* MATERIAL TO PROCESS

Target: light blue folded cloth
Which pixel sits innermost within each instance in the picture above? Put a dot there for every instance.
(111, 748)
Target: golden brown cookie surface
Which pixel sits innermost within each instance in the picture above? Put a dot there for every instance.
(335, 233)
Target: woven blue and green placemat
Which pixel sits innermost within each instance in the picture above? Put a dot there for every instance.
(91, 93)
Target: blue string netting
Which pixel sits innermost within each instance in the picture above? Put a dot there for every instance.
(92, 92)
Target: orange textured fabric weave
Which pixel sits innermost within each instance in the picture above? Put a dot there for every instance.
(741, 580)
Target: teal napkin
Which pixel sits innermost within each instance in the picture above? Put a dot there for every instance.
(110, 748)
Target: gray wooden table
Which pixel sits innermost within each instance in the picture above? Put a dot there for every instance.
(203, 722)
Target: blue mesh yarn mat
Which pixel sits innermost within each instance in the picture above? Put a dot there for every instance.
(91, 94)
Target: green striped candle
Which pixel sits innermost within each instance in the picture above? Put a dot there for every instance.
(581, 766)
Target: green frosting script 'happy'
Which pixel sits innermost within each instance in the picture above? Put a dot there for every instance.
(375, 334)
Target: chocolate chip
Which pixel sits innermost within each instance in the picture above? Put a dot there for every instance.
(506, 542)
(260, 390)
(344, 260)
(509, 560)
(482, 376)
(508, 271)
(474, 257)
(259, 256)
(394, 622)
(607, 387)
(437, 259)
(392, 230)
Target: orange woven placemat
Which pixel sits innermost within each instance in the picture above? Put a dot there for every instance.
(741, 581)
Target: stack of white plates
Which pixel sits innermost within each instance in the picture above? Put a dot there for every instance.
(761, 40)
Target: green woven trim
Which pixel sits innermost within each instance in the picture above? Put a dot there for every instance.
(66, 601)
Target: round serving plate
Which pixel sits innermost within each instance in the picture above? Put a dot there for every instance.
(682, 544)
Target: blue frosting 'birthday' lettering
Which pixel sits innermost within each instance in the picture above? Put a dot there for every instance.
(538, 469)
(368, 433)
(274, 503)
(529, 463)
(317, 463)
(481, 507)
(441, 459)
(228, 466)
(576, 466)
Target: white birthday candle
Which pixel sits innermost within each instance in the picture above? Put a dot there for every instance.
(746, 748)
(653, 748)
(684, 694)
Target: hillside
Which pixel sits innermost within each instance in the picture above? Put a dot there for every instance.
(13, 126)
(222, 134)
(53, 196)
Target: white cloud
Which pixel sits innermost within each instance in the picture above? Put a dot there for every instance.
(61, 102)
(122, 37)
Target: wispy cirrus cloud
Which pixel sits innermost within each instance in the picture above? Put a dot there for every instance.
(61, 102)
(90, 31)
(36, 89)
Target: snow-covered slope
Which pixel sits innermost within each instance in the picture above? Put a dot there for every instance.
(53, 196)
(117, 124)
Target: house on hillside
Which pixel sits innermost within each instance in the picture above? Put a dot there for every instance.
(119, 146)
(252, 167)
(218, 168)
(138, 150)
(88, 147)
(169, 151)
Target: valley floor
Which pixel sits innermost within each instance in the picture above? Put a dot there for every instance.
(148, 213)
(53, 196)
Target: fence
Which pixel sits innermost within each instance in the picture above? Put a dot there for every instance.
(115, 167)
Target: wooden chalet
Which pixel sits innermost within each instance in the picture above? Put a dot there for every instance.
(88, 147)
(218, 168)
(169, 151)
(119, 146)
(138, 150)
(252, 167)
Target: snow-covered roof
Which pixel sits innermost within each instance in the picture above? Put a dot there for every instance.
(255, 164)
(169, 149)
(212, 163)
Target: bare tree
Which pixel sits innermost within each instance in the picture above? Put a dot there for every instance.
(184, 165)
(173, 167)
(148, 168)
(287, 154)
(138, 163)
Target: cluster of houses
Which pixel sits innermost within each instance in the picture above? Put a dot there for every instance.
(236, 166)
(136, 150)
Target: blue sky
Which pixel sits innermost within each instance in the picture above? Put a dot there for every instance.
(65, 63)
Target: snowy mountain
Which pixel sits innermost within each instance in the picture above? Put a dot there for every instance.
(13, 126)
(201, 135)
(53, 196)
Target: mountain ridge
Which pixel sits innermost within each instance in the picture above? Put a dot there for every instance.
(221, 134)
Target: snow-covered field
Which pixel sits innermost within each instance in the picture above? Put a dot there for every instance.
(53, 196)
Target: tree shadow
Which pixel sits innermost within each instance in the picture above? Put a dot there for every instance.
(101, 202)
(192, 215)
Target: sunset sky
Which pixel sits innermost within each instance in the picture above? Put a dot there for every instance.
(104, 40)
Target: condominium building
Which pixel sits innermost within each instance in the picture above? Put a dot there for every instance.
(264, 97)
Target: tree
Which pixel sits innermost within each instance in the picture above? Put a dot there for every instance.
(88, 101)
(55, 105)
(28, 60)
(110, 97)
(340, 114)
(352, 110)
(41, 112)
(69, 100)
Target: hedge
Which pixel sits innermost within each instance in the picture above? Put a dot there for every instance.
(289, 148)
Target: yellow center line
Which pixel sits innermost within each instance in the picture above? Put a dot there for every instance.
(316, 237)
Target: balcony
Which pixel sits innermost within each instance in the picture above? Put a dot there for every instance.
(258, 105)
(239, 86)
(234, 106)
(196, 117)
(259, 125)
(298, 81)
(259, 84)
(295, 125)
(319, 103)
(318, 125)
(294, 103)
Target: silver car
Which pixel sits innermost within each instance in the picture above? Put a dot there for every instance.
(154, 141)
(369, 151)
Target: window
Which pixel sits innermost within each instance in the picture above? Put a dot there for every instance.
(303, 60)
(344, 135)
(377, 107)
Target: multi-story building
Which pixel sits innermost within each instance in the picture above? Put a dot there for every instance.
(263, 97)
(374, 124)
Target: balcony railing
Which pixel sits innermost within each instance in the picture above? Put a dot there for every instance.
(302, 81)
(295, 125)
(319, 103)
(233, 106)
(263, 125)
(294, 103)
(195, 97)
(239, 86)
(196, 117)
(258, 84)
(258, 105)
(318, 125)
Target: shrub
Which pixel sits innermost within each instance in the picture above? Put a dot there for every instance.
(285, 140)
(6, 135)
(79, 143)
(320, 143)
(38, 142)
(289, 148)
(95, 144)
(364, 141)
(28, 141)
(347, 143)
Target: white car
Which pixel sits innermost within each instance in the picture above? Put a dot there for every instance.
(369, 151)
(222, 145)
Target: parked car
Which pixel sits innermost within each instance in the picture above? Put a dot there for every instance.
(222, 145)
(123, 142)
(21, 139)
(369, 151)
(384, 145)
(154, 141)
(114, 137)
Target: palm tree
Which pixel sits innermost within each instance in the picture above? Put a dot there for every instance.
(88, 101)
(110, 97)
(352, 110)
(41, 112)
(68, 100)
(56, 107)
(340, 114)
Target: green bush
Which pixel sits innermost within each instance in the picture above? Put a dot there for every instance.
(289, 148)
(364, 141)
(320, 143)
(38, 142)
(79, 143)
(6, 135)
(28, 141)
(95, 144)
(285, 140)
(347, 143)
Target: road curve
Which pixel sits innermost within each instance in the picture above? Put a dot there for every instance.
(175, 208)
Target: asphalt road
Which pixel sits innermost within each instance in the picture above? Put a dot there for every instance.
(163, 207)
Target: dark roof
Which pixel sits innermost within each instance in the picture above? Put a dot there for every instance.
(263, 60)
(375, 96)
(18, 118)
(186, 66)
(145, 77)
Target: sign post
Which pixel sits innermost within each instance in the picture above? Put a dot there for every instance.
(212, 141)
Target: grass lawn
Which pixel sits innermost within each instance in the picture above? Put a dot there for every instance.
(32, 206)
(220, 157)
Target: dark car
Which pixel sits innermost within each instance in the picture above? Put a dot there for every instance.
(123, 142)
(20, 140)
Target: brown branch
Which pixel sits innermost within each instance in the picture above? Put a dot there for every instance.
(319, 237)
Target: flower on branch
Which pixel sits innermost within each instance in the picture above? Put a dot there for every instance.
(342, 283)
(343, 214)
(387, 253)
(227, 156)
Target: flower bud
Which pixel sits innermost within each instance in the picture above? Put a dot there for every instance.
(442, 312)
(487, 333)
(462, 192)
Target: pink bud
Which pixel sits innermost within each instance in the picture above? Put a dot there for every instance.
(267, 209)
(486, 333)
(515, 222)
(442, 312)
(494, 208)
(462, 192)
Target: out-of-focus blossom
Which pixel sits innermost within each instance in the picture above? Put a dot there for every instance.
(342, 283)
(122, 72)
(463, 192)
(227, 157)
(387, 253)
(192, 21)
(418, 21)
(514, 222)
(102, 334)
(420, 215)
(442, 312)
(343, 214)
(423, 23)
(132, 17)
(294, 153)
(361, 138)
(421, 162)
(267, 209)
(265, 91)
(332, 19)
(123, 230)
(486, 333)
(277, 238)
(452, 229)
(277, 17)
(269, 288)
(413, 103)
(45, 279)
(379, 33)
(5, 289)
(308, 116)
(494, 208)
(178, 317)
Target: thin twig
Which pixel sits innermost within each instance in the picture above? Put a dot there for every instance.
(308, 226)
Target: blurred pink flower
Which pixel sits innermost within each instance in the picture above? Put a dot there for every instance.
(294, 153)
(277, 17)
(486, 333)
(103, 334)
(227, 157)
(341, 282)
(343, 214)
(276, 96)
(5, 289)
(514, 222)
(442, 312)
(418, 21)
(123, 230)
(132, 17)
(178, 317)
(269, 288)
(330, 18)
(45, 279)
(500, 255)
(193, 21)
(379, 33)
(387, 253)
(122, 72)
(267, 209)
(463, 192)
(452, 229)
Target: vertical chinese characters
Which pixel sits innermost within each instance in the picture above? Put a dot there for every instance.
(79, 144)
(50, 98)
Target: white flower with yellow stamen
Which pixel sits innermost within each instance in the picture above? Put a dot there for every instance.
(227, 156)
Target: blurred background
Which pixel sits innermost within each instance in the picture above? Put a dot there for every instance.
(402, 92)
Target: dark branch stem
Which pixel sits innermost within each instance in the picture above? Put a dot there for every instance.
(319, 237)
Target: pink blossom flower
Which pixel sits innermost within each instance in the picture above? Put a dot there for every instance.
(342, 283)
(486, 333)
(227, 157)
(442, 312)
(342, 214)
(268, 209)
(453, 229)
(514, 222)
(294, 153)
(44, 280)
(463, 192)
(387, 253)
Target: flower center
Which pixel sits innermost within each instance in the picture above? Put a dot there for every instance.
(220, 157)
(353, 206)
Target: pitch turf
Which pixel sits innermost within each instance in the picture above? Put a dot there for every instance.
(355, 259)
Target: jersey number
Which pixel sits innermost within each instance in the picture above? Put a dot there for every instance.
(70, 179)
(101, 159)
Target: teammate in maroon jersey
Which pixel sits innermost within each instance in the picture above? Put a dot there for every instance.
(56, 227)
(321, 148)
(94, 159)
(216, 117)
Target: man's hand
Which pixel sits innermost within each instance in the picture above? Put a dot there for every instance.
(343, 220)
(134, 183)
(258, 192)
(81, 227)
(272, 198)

* TASK ITEM
Above are the entries; repeat their lines exactly, from the first through the one that contains "Target: woven blue and green placemat".

* FINISHED TASK
Target: light blue folded cloth
Which pixel sits innermost within each instance in the picture above? Put a dot there for every instance.
(111, 748)
Target: golden brown cookie surface
Which pixel sits innermost within each instance in the picture above? Put a dot there for every instance.
(335, 233)
Target: woven blue and green placemat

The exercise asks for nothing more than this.